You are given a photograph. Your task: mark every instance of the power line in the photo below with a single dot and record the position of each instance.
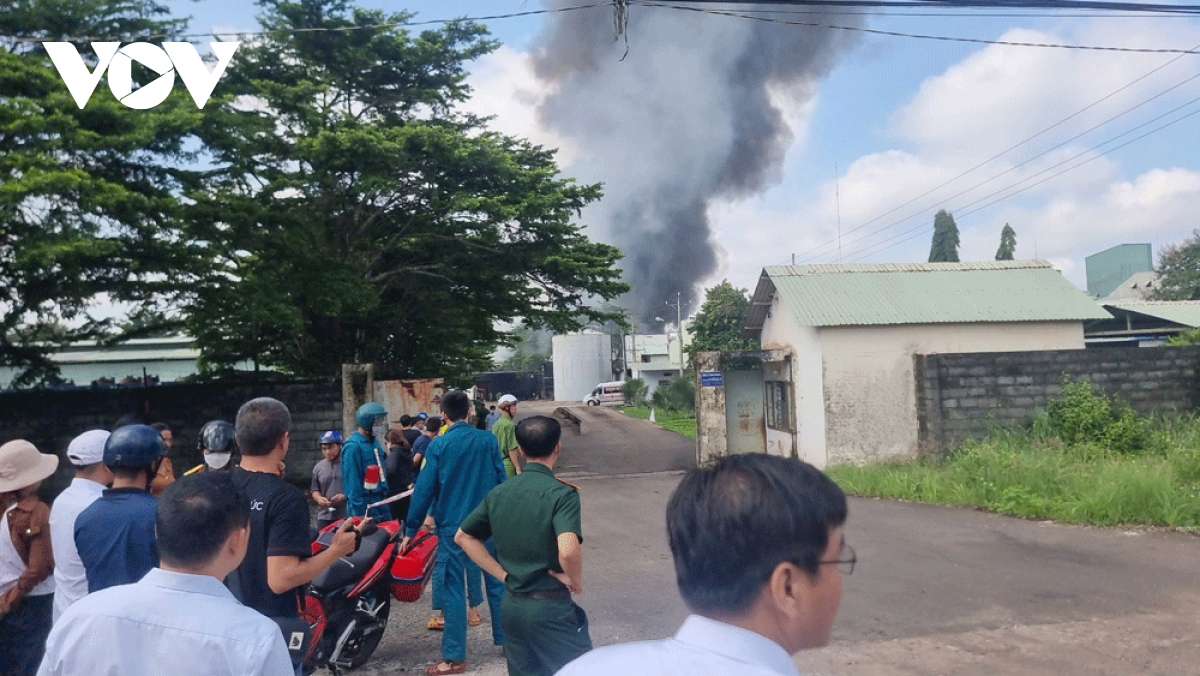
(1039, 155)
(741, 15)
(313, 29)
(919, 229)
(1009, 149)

○ ○ ○

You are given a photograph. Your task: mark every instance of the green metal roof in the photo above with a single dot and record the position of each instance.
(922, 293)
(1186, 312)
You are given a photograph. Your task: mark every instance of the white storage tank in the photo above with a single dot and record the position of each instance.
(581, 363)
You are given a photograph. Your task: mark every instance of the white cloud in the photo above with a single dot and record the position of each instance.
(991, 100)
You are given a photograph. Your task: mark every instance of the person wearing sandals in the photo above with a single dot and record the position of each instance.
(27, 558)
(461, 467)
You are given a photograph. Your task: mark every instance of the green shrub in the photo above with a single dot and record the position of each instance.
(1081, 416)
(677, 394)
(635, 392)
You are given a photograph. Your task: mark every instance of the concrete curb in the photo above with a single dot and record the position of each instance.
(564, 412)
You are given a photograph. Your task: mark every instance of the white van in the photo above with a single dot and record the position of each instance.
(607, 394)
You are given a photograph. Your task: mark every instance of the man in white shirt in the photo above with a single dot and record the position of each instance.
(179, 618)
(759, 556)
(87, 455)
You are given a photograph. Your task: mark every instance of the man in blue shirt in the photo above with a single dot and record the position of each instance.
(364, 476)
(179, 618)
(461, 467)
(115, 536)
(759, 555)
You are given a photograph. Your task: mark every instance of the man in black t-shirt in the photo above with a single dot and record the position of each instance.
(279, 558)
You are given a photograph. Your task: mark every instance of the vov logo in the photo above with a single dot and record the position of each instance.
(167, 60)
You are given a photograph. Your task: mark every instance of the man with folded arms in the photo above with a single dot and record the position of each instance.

○ ○ ○

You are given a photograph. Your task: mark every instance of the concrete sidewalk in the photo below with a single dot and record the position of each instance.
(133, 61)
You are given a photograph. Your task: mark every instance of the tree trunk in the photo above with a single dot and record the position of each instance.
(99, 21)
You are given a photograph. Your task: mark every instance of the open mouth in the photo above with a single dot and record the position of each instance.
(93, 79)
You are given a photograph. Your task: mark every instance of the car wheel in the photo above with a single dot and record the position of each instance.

○ ○ ○

◆ Task to carry out ◆
The answer is the lines above between the line holding "the vov logo" and the line holding "the man with", inclusive, each written out exactly, and no others.

◆ The completed task ◆
You are given a photograph. Your task: mark every instance of the vov logo in the photo above with a single dot and record the position of each instance.
(167, 60)
You are given a photograph. Your task: mark every instance of the man with folded arms in the photo above with a single dot and record the position of each instance.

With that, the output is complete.